> Task statement: Reproduce the following material verbatim, line for line, with nothing added or changed.

+ + + + + + +

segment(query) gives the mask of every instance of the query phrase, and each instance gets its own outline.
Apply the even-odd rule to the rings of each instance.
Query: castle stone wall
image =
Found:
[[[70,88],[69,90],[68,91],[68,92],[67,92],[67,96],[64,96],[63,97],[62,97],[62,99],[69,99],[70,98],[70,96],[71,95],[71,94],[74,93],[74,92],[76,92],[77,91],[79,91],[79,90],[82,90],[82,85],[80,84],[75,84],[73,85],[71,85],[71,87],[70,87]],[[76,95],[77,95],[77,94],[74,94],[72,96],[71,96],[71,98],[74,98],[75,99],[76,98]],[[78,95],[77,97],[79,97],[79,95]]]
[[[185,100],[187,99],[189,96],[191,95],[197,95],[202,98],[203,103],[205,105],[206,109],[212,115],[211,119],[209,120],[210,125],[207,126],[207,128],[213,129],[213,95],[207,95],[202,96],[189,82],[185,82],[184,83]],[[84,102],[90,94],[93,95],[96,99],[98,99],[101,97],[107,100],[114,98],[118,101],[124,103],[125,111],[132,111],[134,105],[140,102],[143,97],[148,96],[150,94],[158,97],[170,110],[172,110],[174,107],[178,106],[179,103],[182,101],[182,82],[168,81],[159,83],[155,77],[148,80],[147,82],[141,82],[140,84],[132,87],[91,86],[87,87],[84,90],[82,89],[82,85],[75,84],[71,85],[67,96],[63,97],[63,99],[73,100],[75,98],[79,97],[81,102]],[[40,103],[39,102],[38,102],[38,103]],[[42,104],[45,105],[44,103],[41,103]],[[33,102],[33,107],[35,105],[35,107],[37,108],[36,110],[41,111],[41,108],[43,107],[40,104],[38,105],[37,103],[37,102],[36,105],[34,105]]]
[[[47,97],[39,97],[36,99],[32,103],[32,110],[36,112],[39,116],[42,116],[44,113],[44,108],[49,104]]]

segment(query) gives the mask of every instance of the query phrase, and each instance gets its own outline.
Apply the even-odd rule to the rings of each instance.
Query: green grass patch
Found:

+ + + + + + +

> Expected answer:
segment(query) gives the mask of every instance of the query phrase, and each instance gets its own outline.
Apply the even-odd rule to the rings of each instance.
Query: castle stone wall
image =
Found:
[[[70,88],[69,90],[68,91],[68,92],[67,92],[67,96],[64,96],[63,97],[62,97],[62,99],[69,99],[70,98],[70,96],[71,95],[71,94],[74,93],[74,92],[76,92],[77,91],[79,91],[79,90],[82,90],[82,85],[80,84],[75,84],[73,85],[71,85],[71,87],[70,87]],[[76,95],[77,95],[77,94],[74,94],[72,96],[71,96],[71,98],[74,98],[75,99],[76,98]],[[78,95],[77,97],[79,97],[79,95]]]
[[[185,100],[187,99],[189,96],[191,95],[197,95],[202,98],[203,103],[205,105],[206,109],[212,115],[211,119],[209,120],[210,125],[207,126],[207,128],[213,129],[213,95],[207,95],[202,96],[189,82],[185,82],[184,83]],[[84,102],[90,94],[93,95],[96,99],[98,99],[101,97],[107,100],[114,98],[118,101],[124,103],[125,111],[132,111],[134,105],[140,102],[143,97],[148,96],[150,94],[158,97],[170,110],[172,110],[174,107],[178,106],[179,103],[182,101],[182,82],[168,81],[159,83],[155,77],[148,80],[147,82],[141,82],[140,84],[132,87],[91,86],[87,87],[84,90],[82,89],[82,85],[75,84],[71,85],[67,96],[63,97],[63,99],[73,100],[75,98],[79,97],[81,102]],[[40,103],[39,102],[38,102],[38,103]],[[42,104],[45,105],[44,103],[41,103]],[[33,102],[33,107],[35,105],[35,107],[37,108],[36,110],[41,111],[41,108],[43,107],[40,104],[38,105],[37,103],[37,102],[36,105],[34,105]]]
[[[47,97],[39,97],[36,99],[32,103],[32,110],[36,112],[39,116],[42,116],[44,113],[44,108],[49,104]]]

segment(query) gives the mask of every instance of the query phrase, and each instance gets its own outline.
Apply the even-odd rule to the rings of each instance.
Query: green grass patch
Found:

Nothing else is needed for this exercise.